Série d'exercices:
**1)** D'après le texte sur le Fonds monétaire international, dans quelle ville se trouve le siège de cette institution ?
**2)** Recopiez à l'identique les entrées situées entre la ligne contenant "of the blue" et celle contenant "pixel 127 323", ces deux lignes comprises.

Opinion

Le Fonds Monétaire International face à la dette extérieure des pays du tiers – Monde. Le Cas d’Haïti

Développement Historique des organisations internationales

Nul ne saurait répondre à cette question sans un coup d’oeil rétrospectif sur la création des organisations internationales. Les premiers jalons historiques ont été, en effet, posés en 1945. En même temps qu’elle consacrait l’échec de la S.D.N., la seconde Guerre mondiale faisait prendre conscience de l’absolue nécessité d’une coopération internationale qui permettrait de prévenir de nouveaux conflits mondiaux, en créant les conditions d’une collaboration fructueuse des États. Pour ce faire, les plus importantes organisations préexistantes ou créées après la guerre sont groupées dans le système des Nations-Unies, expression qui traduit à elle l’ambition d’unification ou, au moins, de coordination étroite des institutions techniques. Parmi les quinze (15) institutions spécialisées), organisations indépendantes quant à leur nature et leur mission, mais reliées à l’ O.N.U . Par des accords, retenons le Fonds Monétaire international (FM I).

Création et Mission

Le Fonds Monétaire international, institution spécialisée des Nations unies dont le siège est à Washington, a été crée en 1945 en vue de favoriser la coopération monétaire internationale et l’expansion du commerce international, et de fournir aussi une aide financière aux États membres qui ont des difficultés temporaires de paiements en devises étrangères. Ainsi donc, à la suite de nombreuses crises monétaires de l’entre-deux-guerres, il apparaît nécessaire d’assurer une meilleure stabilité économique et monétaire au niveau international. A cet effet, des plans de restauration du système monétaire international sont alors élaborés, lesquels ont servi de base à l’élaboration d’un nouvel ordre monétaire international lors de la conférence de Bretton Woods en juillet 1944, alignée sur le plan de réforme d’un fonctionnaire de la trésorerie américaine, H.B. White. Ce plan, dit plan, White proposa :

  • la mise en place de simples organes de coopération volontaire à l’exclusion de toute autorité monétaire supranationale ;
  • la création d’une unité monétaire internationale, l’ unitas , rattachée à l’or par l’intermédiaire du dollar . L’ unitas doit se constituer une simple unité de compte, non un instrument de paiement international ;
  • la mise en place d’un fonds de stabilisation afin de stabiliser, notamment, le cours des devises par rapport à l’unitas et fixer les taux de change.

Données fournies:

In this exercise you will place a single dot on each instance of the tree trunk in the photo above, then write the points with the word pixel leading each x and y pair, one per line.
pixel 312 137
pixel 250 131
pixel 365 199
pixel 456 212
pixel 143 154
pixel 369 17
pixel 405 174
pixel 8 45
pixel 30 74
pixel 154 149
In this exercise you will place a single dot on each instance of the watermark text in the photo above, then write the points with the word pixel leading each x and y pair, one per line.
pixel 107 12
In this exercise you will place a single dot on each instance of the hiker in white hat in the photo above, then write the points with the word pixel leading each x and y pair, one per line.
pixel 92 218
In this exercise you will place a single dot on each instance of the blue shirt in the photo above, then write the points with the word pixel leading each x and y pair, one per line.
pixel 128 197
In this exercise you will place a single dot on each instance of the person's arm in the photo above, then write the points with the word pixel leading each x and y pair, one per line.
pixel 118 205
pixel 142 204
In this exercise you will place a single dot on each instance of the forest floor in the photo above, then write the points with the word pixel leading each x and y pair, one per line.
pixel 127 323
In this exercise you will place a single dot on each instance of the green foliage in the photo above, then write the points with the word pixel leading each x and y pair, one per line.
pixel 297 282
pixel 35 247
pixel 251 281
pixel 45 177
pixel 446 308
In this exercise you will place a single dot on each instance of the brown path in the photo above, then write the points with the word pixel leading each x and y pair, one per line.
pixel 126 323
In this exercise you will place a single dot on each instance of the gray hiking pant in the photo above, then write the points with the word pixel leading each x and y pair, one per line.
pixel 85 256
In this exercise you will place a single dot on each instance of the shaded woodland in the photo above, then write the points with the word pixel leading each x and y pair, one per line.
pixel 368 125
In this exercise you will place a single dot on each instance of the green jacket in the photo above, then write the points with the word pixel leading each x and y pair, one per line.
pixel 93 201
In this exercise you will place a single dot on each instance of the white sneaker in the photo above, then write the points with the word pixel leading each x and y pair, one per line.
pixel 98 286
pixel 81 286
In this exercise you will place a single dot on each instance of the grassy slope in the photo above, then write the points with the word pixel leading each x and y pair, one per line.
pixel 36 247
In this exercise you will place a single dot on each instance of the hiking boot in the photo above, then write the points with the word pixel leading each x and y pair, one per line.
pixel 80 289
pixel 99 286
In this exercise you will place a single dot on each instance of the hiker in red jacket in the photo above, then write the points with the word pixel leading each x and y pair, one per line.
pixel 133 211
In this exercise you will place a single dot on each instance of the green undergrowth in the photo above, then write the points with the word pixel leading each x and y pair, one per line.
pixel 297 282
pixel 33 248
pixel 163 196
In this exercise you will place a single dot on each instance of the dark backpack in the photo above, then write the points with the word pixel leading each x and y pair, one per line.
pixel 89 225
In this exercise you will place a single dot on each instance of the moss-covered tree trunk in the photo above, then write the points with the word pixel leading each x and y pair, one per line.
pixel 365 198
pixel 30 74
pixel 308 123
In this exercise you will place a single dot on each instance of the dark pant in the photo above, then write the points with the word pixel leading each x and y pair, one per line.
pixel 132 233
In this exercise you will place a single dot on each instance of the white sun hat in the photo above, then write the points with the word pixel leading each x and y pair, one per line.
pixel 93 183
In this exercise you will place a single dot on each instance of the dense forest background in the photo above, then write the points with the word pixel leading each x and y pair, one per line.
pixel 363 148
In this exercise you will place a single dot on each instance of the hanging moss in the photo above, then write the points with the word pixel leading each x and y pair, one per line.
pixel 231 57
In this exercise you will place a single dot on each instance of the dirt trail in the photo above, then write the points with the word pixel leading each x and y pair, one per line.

--

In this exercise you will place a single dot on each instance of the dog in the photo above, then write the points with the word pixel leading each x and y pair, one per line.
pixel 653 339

Réponses par tâche:
**1)** À Washington.

**2)**
In this exercise you will place a single dot on each instance of the blue shirt in the photo above, then write the points with the word pixel leading each x and y pair, one per line.
pixel 128 197
In this exercise you will place a single dot on each instance of the person's arm in the photo above, then write the points with the word pixel leading each x and y pair, one per line.
pixel 118 205
pixel 142 204
In this exercise you will place a single dot on each instance of the forest floor in the photo above, then write the points with the word pixel leading each x and y pair, one per line.
pixel 127 323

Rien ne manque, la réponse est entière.